■ **Written instruction**:
Please copy the data below word for word, leaving out the pictures.

* Begin The data *

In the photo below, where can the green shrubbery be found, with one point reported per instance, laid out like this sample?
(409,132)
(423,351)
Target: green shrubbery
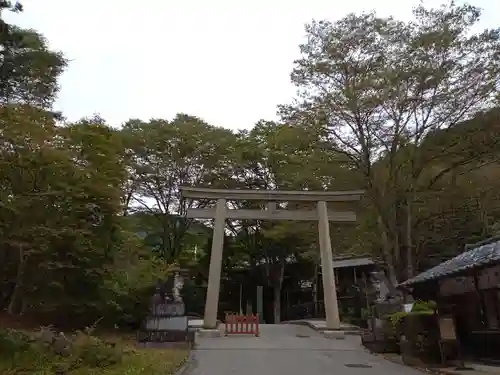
(47,352)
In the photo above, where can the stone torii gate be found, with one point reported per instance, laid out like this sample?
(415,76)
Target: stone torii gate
(220,213)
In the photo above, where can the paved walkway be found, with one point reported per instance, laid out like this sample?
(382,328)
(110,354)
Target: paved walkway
(286,349)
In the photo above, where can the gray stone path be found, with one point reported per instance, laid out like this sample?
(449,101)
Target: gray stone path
(285,349)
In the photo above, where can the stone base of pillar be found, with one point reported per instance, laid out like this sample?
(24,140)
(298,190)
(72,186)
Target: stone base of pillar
(337,335)
(209,333)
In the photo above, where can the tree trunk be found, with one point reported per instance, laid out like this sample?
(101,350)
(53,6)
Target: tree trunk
(410,269)
(387,250)
(315,289)
(16,302)
(277,303)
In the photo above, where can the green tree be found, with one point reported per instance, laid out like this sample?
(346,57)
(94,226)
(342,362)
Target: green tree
(376,87)
(165,155)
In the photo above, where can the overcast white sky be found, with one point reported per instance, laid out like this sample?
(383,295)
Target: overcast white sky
(225,61)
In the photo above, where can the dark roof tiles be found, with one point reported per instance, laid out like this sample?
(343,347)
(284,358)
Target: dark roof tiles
(477,257)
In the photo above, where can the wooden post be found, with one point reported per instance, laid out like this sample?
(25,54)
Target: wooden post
(212,301)
(327,272)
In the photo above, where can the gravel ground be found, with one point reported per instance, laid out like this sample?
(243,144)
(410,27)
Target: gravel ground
(286,349)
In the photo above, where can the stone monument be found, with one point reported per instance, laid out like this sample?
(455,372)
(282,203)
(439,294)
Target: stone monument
(167,323)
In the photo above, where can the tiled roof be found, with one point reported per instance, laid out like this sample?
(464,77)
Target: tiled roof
(477,257)
(356,262)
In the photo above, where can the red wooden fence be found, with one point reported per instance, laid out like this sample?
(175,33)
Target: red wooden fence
(242,324)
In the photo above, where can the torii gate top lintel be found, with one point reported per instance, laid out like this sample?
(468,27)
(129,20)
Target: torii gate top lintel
(272,195)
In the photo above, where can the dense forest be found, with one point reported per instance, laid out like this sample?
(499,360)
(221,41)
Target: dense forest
(90,212)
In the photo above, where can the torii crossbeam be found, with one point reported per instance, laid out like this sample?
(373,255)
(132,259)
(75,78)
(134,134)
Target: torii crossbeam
(220,213)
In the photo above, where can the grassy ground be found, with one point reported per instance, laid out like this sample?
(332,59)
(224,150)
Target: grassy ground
(90,355)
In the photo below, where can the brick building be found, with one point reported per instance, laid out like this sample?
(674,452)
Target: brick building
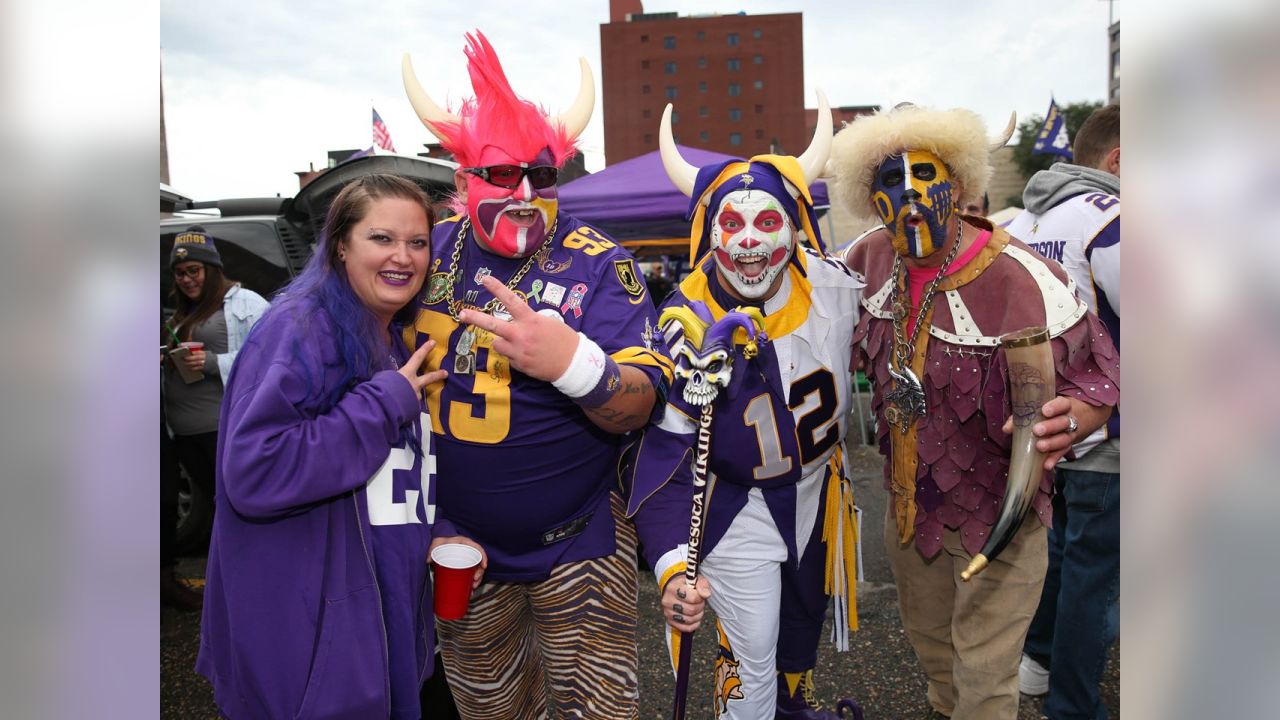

* End The data *

■ **Solution for this problem**:
In the photo below, where can the green shrubbery be found, with one point reported per instance, laid out like this sample?
(409,132)
(423,351)
Target: green shrubbery
(47,352)
In the photo above, where can the stone torii gate be found, with one point reported per instance, laid out like this sample?
(415,76)
Target: stone torii gate
(220,213)
In the photo above, where can the paved walkway be found, with one point reported per instance, laid out like this sample?
(382,328)
(110,354)
Target: paved walkway
(286,349)
In the photo above, where can the gray stone path be found, with one point reported per instance, laid out like this sample?
(449,101)
Target: gray stone path
(285,349)
In the photo above, where can the stone base of pillar be found, with one point reported per instance, laid out like this sample?
(24,140)
(298,190)
(72,186)
Target: stone base of pillar
(337,335)
(209,333)
In the photo above, where can the tree trunk be found, with one point reported per instance, laid out like this sample?
(101,350)
(53,6)
Target: tree trunk
(410,269)
(387,250)
(315,289)
(16,302)
(277,303)
In the photo above, where can the green tree be found, with one point reported per instance, laid out like this sample?
(346,57)
(94,226)
(342,362)
Target: green tree
(376,87)
(165,155)
In the photo above, where can the overcast white sky be found, with one point reported per instance, laid out like this sample?
(383,295)
Target: overcast white sky
(225,61)
In the photo above, where can the dark roof tiles be found, with one point reported per instance, laid out like this sample?
(343,347)
(284,358)
Target: dark roof tiles
(477,257)
In the photo above, where can the wooden post be found, with one point reported per instance, laid out like this sample?
(25,54)
Target: wooden post
(212,301)
(327,272)
In the photo above, where can the gravel ground be found, with one point reported per instance, laid out like this sample?
(243,144)
(410,27)
Target: gravel ground
(286,349)
In the photo above, where can the stone monument be found, with one point reported per instance, laid out like this sample?
(455,372)
(282,203)
(439,294)
Target: stone monument
(167,323)
In the photo above, where can the tiled roof be found, with one point reported per instance, laid out like this sample?
(464,77)
Target: tiled roof
(477,257)
(356,262)
In the photo above, where can the red wooden fence be found, with one point reported per instance, laid out like this sample?
(175,33)
Target: red wooden fence
(242,324)
In the photo above, where can the torii gate top lintel be found, with one point reported per instance, laid out like this sample?
(468,27)
(129,20)
Target: torii gate top lintel
(272,195)
In the photo above, where can the dense forest be found, with one point reported per instance, laid out like this sample?
(499,360)
(221,41)
Target: dense forest
(90,212)
In the photo above, where can the torii crossbeam be found, with one point reported per instance, laid out like this sample?
(373,255)
(132,259)
(75,78)
(134,134)
Target: torii crossbeam
(220,213)
In the photo above, where can the grassy ground be found, with one point reported per instance, laid out like this sample?
(332,59)
(224,150)
Target: grassy ground
(90,355)
In the photo below, where can the brick building be found, with one point reported per instance, laid out like this sample?
(674,452)
Target: brick building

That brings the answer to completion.